- [What the task asks]:
Find each line of the listing below that contains the word "cloud" and copy those lines. Letter case must match.

Stored data entries
☆ ☆ ☆
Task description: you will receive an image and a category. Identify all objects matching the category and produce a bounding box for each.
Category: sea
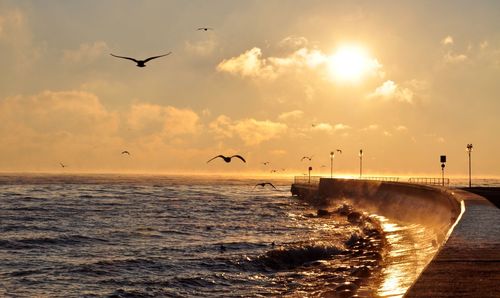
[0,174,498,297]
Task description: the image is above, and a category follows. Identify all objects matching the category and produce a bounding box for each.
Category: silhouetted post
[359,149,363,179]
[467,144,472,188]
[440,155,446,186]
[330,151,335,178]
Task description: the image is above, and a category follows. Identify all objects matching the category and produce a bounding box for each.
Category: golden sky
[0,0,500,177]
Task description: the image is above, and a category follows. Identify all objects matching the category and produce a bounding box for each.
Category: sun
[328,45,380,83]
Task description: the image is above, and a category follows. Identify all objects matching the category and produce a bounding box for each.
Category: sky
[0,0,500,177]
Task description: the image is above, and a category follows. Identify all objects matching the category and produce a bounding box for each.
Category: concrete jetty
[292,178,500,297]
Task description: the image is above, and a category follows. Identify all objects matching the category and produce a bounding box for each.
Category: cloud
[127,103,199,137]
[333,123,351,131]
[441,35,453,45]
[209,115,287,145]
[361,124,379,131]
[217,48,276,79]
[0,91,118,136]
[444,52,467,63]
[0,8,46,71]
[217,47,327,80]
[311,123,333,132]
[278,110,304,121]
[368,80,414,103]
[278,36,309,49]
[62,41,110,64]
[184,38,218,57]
☆ ☆ ☆
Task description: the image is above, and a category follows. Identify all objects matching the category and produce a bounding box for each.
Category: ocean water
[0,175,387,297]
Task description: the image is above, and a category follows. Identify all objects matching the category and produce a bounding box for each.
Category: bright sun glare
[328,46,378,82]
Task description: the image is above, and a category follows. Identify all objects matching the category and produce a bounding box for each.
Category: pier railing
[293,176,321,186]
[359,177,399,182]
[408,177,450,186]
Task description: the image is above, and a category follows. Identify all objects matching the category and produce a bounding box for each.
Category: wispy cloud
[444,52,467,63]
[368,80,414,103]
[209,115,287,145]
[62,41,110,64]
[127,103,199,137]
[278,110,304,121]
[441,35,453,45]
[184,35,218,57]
☆ ☆ ☆
- [Task response]:
Category: cloud
Category: wispy cloud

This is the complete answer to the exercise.